Beginning with the line containing "Target: pink and white shoe" and ending with the last line of the records, set down every line exactly.

start SUPPLIED MATERIAL

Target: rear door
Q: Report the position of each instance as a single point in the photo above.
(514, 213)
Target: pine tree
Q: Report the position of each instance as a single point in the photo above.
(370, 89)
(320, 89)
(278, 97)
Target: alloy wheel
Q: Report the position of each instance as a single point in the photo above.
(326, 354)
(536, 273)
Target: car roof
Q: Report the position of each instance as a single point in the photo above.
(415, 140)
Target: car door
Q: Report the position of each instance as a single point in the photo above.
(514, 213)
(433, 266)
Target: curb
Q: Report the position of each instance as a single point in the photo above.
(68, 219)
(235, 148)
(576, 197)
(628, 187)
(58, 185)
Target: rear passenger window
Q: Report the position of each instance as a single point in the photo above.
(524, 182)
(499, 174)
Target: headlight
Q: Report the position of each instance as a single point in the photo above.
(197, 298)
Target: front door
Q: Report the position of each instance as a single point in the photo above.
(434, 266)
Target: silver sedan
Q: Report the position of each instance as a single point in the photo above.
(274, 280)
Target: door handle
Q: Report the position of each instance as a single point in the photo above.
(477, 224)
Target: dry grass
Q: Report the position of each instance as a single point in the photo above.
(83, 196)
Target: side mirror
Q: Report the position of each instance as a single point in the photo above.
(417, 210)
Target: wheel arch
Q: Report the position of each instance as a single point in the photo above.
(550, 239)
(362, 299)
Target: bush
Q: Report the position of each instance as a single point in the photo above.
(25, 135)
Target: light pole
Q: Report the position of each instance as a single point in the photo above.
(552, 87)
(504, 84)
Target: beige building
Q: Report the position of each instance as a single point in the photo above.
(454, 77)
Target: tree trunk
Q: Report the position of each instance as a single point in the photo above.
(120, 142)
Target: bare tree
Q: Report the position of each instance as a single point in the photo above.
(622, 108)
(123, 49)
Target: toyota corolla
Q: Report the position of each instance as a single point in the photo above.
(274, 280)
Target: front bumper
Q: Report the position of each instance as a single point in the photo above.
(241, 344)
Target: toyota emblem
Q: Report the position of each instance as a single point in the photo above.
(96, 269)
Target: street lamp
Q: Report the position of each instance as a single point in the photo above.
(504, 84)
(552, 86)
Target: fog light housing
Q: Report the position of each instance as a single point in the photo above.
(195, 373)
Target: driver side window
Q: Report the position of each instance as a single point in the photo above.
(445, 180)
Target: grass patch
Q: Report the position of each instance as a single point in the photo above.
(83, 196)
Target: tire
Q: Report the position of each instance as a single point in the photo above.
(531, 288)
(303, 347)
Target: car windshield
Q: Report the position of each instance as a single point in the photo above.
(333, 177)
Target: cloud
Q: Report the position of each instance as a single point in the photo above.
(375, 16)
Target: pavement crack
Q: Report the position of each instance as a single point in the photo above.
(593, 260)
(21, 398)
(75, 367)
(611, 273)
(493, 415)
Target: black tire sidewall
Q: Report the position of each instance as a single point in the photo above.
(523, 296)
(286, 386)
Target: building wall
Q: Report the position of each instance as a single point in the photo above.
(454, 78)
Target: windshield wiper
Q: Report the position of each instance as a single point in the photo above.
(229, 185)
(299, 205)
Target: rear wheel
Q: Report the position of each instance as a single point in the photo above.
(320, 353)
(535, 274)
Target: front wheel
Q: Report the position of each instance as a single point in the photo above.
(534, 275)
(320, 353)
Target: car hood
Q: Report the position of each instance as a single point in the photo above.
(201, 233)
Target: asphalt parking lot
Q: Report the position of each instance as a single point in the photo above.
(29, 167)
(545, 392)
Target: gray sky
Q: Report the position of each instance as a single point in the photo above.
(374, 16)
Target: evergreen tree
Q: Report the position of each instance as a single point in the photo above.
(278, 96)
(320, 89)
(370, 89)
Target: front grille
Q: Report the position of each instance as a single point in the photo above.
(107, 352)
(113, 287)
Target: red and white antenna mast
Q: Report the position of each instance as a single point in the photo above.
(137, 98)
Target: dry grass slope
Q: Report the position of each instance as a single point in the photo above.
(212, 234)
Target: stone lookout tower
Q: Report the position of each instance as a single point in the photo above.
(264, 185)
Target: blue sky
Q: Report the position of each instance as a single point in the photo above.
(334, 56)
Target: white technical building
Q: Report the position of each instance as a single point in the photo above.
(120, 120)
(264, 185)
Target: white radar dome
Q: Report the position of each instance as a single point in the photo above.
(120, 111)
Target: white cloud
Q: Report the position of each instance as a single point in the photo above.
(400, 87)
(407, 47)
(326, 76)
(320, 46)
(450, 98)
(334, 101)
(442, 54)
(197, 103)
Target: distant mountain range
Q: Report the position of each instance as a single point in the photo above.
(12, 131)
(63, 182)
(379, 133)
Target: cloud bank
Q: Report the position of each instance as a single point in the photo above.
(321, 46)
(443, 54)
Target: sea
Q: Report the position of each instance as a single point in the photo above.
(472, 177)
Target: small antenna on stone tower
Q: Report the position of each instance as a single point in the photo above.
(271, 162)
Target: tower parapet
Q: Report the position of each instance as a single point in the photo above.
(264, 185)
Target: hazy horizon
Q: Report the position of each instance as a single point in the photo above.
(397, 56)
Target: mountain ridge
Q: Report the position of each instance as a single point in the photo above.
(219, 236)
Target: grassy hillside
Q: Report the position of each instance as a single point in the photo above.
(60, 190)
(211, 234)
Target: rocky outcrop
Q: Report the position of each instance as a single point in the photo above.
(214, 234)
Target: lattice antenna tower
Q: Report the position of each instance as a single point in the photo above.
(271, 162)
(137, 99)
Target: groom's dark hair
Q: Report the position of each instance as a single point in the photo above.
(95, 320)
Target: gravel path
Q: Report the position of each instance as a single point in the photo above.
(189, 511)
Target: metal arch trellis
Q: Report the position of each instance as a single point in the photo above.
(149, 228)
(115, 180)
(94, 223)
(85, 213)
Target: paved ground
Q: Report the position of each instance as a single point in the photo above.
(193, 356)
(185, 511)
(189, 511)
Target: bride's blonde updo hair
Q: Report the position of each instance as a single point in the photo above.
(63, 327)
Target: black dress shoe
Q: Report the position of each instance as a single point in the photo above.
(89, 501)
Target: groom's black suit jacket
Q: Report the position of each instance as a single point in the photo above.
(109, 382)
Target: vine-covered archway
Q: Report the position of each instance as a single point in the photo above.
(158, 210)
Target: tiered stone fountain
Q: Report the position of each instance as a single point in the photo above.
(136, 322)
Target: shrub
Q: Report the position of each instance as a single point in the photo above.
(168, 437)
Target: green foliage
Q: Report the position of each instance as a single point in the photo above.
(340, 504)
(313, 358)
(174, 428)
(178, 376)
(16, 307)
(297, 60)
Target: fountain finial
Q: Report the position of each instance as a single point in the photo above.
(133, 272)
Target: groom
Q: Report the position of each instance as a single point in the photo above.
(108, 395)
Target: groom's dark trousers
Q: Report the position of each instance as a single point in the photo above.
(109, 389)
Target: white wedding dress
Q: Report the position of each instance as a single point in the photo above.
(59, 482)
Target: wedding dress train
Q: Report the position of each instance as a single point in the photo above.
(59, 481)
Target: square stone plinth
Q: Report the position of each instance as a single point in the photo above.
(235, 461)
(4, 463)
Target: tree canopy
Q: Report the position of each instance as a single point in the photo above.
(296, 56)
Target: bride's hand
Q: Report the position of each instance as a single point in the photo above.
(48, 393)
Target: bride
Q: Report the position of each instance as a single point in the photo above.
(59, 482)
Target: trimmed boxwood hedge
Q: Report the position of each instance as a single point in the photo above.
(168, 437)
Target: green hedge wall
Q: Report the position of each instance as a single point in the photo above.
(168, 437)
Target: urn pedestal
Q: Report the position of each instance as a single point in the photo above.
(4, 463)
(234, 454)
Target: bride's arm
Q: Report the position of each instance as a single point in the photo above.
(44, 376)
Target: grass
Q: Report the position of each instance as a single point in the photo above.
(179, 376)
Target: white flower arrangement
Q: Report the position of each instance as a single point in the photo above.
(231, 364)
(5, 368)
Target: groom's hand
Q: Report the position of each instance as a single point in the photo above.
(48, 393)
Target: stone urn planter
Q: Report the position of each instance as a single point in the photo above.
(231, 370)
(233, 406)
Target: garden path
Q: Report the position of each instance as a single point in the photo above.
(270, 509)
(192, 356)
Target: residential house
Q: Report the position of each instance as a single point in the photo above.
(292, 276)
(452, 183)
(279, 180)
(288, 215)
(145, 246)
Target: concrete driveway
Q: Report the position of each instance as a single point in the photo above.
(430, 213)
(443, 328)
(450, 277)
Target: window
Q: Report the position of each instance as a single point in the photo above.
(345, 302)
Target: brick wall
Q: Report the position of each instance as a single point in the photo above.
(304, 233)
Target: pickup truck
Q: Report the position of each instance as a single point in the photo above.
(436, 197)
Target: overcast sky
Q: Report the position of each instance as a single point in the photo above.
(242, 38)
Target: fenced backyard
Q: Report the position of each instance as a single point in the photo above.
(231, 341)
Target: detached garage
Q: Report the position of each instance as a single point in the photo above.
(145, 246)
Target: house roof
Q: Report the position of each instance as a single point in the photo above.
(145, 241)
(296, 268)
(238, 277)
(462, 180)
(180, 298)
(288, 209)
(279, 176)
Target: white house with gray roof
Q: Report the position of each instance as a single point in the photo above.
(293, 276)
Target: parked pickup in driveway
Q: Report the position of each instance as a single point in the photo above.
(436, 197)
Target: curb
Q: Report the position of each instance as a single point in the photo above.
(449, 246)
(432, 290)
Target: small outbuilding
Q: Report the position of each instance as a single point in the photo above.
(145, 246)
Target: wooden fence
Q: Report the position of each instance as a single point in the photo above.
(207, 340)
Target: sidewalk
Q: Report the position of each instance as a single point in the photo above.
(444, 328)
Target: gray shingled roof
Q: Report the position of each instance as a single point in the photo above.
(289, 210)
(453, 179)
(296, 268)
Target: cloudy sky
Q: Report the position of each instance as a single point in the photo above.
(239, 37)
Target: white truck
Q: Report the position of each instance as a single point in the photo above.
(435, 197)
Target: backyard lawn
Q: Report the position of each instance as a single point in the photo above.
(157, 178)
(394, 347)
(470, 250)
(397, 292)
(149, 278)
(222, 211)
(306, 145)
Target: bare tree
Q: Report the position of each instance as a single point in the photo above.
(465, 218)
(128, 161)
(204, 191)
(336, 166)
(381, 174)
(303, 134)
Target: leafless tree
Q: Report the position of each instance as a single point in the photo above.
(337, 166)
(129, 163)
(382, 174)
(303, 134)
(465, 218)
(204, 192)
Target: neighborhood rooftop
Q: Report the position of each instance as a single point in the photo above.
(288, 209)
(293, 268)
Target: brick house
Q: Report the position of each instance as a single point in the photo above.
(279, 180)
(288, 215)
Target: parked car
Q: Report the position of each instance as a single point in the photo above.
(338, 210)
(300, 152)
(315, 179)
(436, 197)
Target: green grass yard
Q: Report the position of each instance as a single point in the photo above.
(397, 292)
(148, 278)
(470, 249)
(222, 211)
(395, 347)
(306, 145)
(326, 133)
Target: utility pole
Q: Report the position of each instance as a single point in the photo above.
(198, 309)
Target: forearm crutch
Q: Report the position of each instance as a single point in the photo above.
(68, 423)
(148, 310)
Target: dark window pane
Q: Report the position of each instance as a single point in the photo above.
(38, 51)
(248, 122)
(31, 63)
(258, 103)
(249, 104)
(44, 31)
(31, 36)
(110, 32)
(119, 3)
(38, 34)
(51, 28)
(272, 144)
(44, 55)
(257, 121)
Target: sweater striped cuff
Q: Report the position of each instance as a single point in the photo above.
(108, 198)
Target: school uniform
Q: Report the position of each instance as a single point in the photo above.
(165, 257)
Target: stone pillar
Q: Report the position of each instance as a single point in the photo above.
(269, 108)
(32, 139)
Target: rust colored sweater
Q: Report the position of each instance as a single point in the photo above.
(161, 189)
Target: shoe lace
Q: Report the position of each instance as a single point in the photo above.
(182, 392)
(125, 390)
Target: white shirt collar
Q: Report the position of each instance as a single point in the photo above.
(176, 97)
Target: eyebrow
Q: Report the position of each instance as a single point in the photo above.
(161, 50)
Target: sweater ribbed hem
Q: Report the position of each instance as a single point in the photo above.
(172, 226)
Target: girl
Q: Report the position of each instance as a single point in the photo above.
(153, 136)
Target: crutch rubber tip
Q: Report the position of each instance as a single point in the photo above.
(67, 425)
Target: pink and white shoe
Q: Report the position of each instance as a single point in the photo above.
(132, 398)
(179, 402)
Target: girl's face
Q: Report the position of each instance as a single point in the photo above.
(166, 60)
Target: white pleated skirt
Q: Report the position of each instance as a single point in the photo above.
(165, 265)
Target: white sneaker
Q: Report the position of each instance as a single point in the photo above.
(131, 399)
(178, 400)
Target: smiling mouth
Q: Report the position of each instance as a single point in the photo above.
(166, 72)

end SUPPLIED MATERIAL

ANSWER TO THE TASK:
Target: pink and white shoe
Q: Report the position of each instance as a single point in the photo above.
(132, 398)
(179, 402)
Target: girl's face
Q: Report the position of each instance as a single point in the photo above.
(166, 60)
Target: white pleated skirt
Q: Report the position of each instance as a single point in the photo above.
(165, 265)
Target: white sneaker
Q: Report the position of each instance as a single point in the photo above.
(131, 399)
(178, 400)
Target: smiling mouth
Q: Report the position of each instance as a single point in the photo above.
(166, 72)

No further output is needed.